* Task brief *
In the records, swap "trash bag" for "garbage bag" and write out again only the lines starting with the line with "For each instance of the turquoise" and going on through the line with "[[259, 355], [625, 439], [338, 293], [284, 311]]", leaving the pictures out and everything else unchanged.

* Material for the task *
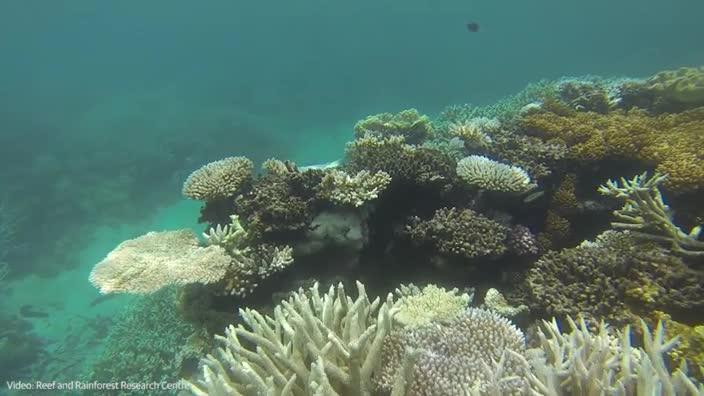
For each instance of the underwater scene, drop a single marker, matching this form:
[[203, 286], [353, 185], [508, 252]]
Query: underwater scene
[[370, 198]]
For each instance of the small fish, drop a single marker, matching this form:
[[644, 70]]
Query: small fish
[[28, 311]]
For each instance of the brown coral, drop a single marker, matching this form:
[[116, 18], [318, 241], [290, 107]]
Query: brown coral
[[410, 124], [279, 202], [673, 143], [402, 161], [614, 278], [462, 232], [219, 179]]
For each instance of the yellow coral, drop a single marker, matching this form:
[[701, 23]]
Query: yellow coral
[[691, 342], [673, 143], [684, 85]]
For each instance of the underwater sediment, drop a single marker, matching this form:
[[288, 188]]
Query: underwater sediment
[[571, 210]]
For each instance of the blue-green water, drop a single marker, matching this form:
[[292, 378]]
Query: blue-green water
[[106, 107]]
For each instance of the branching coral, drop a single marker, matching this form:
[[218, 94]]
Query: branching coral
[[613, 278], [402, 161], [586, 280], [157, 259], [646, 215], [314, 344], [250, 265], [684, 85], [495, 301], [581, 362], [671, 142], [219, 179], [339, 187], [691, 342], [490, 175], [452, 355], [279, 202], [418, 307], [149, 342], [462, 232], [476, 132], [410, 124]]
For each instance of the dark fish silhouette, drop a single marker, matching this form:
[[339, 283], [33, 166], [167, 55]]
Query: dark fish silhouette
[[28, 311]]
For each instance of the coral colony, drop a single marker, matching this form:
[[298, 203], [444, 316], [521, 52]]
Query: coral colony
[[565, 207]]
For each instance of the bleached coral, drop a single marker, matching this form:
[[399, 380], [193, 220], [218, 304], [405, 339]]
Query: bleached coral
[[451, 356], [587, 362], [313, 345], [230, 236], [344, 189], [475, 132], [157, 259], [487, 174], [418, 307], [218, 179], [495, 301]]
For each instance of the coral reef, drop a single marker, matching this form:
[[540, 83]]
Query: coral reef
[[682, 86], [410, 124], [461, 232], [487, 174], [418, 307], [219, 179], [646, 215], [495, 301], [476, 132], [250, 265], [149, 342], [522, 242], [690, 345], [451, 356], [614, 278], [157, 259], [670, 142], [344, 230], [315, 344], [402, 161], [20, 348], [279, 202], [582, 361], [339, 187]]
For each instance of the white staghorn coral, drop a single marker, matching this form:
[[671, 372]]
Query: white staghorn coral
[[452, 355], [487, 174], [218, 179], [418, 307], [157, 259], [495, 301], [341, 188], [585, 362], [315, 344]]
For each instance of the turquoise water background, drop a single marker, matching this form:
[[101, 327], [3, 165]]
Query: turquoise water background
[[105, 107]]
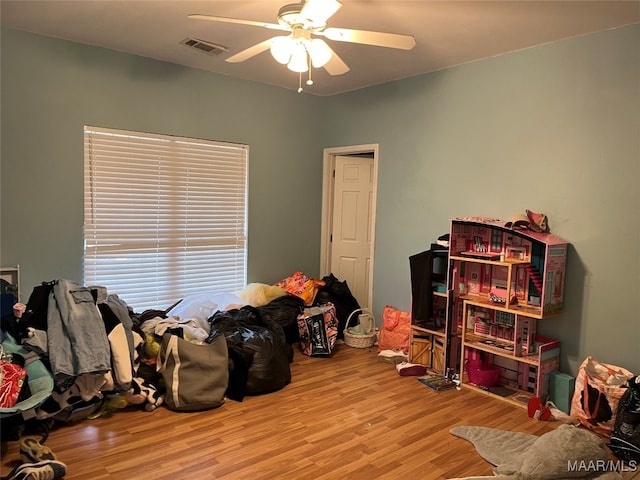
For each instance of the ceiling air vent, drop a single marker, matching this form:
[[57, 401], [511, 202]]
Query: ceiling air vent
[[204, 47]]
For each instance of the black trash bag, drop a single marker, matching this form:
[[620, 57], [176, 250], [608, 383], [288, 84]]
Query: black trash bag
[[259, 355], [625, 439], [338, 293], [284, 311]]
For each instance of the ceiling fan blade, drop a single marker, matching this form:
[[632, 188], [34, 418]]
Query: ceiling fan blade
[[250, 52], [210, 18], [335, 65], [319, 11], [380, 39]]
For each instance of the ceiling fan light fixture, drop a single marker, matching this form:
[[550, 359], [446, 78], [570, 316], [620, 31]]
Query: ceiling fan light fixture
[[281, 49], [298, 61], [315, 10], [319, 52]]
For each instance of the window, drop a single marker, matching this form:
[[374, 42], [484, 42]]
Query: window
[[164, 216]]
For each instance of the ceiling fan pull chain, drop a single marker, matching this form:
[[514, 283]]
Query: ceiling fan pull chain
[[309, 81]]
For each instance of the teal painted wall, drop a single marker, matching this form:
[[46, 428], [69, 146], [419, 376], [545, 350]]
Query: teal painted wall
[[554, 128], [52, 88]]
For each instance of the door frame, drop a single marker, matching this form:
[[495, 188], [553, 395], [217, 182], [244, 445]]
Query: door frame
[[328, 167]]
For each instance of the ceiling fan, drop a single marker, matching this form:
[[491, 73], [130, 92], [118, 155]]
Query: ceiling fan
[[301, 49]]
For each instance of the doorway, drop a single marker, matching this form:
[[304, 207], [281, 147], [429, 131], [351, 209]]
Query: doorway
[[348, 217]]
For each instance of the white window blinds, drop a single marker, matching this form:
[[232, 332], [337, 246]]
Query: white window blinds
[[164, 216]]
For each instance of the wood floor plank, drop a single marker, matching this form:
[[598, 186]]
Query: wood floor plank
[[345, 417]]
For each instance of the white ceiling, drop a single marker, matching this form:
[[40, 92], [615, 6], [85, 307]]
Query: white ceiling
[[447, 32]]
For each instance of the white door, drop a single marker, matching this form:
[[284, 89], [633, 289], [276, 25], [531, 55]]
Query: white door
[[352, 220]]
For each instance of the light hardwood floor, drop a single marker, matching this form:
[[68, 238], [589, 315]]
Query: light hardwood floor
[[345, 417]]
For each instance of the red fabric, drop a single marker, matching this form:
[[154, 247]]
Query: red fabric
[[11, 379], [395, 331]]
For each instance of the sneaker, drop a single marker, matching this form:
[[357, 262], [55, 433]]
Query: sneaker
[[31, 450], [47, 470]]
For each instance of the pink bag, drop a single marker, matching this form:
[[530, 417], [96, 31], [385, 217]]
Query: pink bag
[[599, 388], [395, 330]]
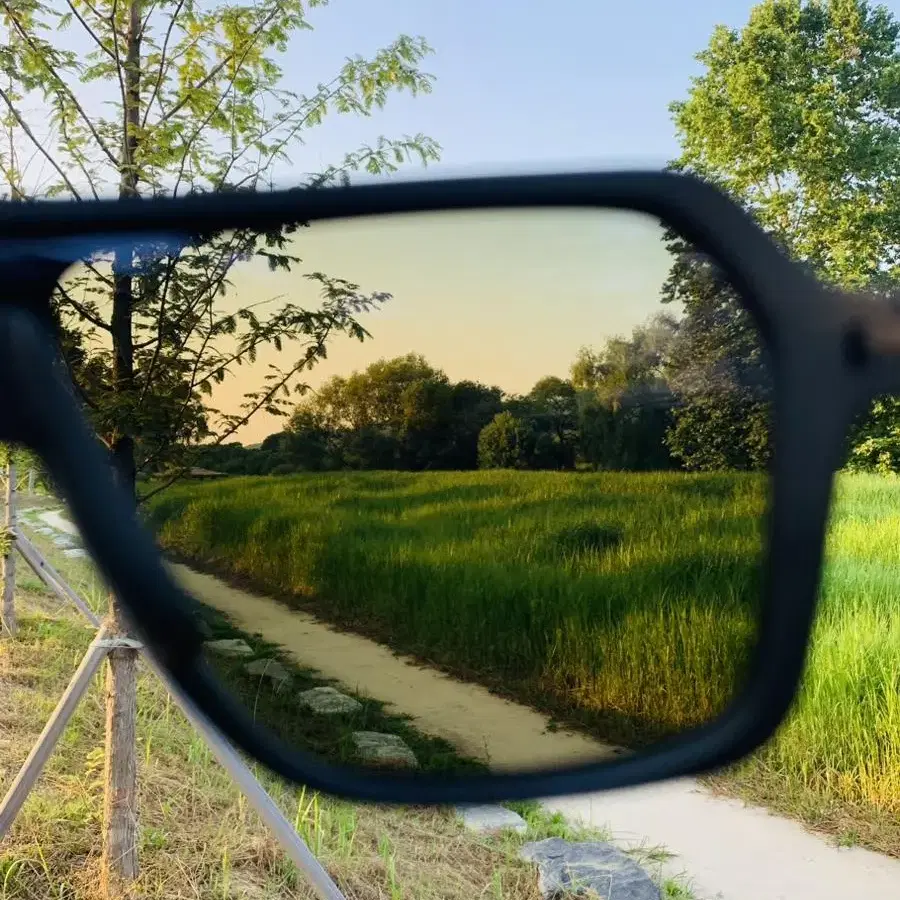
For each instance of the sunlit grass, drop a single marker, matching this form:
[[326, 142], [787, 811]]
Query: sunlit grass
[[624, 599]]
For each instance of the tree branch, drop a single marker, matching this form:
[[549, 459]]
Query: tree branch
[[82, 310], [38, 145], [94, 36], [214, 71], [162, 62], [65, 88]]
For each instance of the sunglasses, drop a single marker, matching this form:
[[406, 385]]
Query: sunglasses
[[649, 600]]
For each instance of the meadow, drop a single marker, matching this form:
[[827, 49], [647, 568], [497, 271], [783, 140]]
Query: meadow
[[625, 602]]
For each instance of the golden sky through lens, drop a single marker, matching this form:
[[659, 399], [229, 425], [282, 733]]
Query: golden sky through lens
[[502, 297]]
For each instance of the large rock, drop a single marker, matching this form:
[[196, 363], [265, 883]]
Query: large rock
[[229, 647], [328, 701], [268, 668], [383, 749], [582, 868], [491, 819]]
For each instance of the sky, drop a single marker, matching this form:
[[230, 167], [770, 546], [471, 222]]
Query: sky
[[518, 88]]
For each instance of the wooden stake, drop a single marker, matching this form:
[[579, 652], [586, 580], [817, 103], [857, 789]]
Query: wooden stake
[[9, 558], [119, 860]]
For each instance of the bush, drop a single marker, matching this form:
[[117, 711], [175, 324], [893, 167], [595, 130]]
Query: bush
[[506, 443]]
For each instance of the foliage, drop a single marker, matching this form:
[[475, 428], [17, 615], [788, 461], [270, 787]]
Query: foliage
[[795, 116], [624, 400], [167, 99], [717, 371]]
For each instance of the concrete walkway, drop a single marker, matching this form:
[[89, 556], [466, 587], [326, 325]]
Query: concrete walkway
[[729, 851]]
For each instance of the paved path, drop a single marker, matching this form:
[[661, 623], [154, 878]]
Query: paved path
[[729, 851]]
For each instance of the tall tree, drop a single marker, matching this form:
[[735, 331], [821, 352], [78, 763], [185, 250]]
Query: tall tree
[[148, 98], [796, 116], [624, 400], [168, 98]]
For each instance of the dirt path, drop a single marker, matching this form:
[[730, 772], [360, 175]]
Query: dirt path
[[728, 850], [477, 722]]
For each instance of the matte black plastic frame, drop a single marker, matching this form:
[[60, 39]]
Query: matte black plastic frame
[[823, 376]]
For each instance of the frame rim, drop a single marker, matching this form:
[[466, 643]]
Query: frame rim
[[786, 304]]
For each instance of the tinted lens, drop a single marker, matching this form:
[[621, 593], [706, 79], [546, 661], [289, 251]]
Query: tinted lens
[[454, 491]]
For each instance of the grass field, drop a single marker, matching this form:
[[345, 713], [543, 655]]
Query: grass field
[[199, 838], [624, 600]]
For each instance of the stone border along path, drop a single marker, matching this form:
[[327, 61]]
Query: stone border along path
[[727, 850]]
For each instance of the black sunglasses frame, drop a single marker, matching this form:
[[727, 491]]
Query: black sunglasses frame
[[824, 346]]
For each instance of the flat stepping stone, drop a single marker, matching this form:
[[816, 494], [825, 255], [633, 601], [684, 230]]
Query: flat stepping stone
[[491, 819], [592, 868], [268, 668], [230, 647], [384, 749], [328, 701]]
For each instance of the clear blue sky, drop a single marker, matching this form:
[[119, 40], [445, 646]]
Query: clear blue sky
[[527, 85]]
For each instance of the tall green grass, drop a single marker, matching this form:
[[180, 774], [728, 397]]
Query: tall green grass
[[627, 600]]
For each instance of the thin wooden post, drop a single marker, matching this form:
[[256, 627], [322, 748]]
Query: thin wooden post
[[119, 858], [52, 578], [55, 726], [9, 558]]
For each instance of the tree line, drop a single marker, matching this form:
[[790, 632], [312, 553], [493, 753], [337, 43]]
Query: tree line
[[661, 398]]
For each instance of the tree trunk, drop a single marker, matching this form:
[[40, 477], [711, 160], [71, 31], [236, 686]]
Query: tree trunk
[[9, 558], [120, 810], [119, 864]]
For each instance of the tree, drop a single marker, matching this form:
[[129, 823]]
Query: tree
[[197, 104], [554, 416], [718, 371], [397, 413], [795, 116], [171, 97], [624, 401], [506, 443]]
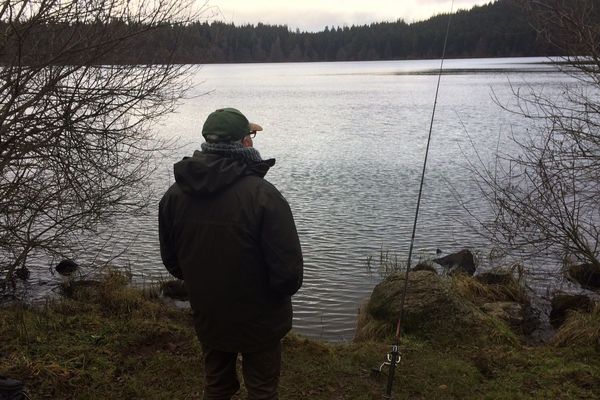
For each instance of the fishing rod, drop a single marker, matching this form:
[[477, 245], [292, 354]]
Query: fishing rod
[[394, 356]]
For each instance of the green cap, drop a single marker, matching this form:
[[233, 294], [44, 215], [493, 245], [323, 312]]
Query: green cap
[[226, 125]]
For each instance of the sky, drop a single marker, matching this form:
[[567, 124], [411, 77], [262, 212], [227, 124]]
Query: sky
[[314, 15]]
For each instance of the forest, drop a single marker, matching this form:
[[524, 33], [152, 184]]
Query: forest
[[497, 29]]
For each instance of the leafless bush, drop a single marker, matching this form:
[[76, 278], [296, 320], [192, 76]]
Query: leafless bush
[[76, 117], [545, 196]]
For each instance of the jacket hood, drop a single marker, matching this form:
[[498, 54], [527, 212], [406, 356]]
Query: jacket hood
[[205, 173]]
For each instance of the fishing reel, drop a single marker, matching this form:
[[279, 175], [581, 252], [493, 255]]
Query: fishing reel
[[393, 358]]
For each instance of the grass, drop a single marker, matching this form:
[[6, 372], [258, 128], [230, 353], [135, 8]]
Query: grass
[[112, 341]]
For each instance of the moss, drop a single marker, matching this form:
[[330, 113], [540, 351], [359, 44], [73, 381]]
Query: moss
[[142, 349]]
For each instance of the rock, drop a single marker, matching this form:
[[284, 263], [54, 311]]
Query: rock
[[175, 289], [520, 317], [70, 287], [509, 311], [461, 262], [431, 310], [66, 267], [587, 275], [496, 277], [424, 266], [563, 303]]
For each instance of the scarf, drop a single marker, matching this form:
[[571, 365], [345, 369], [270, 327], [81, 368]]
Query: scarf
[[234, 150]]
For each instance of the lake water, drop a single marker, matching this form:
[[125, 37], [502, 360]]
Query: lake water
[[349, 139]]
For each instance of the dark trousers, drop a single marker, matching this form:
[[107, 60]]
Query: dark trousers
[[260, 370]]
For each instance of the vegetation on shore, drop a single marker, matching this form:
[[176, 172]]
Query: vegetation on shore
[[112, 341]]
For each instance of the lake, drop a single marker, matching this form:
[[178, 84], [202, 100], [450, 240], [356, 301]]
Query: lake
[[349, 139]]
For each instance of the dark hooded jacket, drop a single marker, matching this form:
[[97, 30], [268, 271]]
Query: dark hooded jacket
[[231, 236]]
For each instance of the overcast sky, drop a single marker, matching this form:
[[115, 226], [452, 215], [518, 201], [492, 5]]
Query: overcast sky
[[314, 15]]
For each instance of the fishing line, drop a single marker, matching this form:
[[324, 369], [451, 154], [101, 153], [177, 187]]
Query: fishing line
[[394, 355]]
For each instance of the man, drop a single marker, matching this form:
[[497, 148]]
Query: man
[[230, 235]]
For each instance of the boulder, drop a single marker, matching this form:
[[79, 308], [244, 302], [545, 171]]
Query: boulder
[[66, 267], [501, 277], [461, 262], [431, 310], [587, 275], [520, 317], [563, 303], [424, 266], [175, 289]]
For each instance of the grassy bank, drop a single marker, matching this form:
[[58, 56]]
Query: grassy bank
[[112, 341]]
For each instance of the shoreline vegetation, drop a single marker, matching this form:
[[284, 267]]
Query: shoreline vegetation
[[111, 340]]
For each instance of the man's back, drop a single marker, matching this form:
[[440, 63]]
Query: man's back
[[232, 238]]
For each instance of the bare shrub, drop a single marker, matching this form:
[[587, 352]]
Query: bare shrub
[[76, 117]]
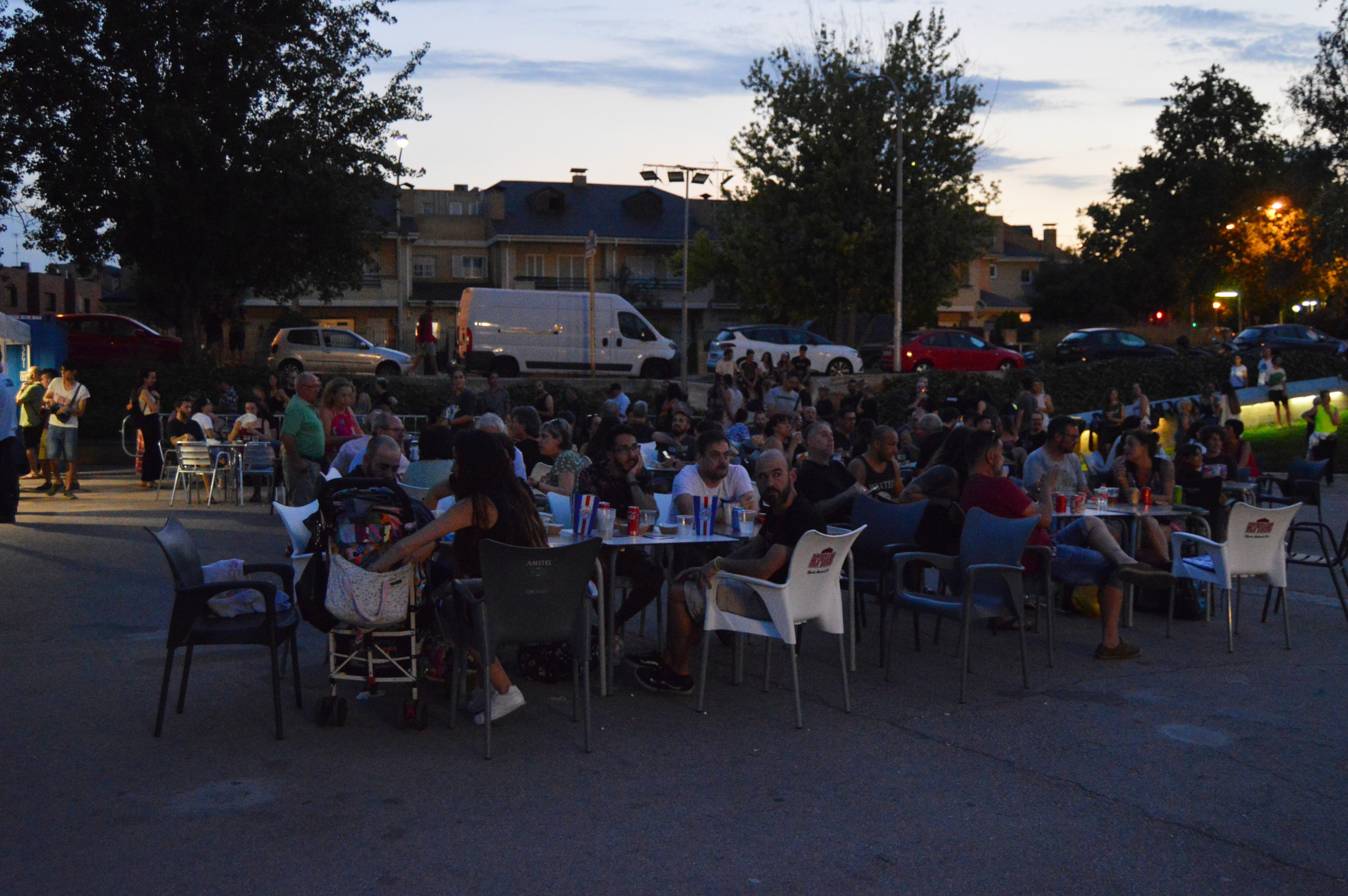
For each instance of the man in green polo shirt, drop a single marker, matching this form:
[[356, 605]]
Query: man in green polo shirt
[[302, 443]]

* Worked answer *
For each instance of the turquoise water background, drop a single marker, matching this form:
[[101, 327], [3, 165]]
Query: turquoise water background
[[105, 107]]
For each instance of the ceiling air vent, drop a single marker, matching this form:
[[57, 401], [511, 202]]
Query: ceiling air vent
[[204, 47]]
For each instance of the black garbage bag, drop a single marker, matching this form:
[[620, 57], [176, 250], [608, 383], [288, 84]]
Query: black garbage bag
[[259, 355], [625, 439], [338, 293], [284, 311]]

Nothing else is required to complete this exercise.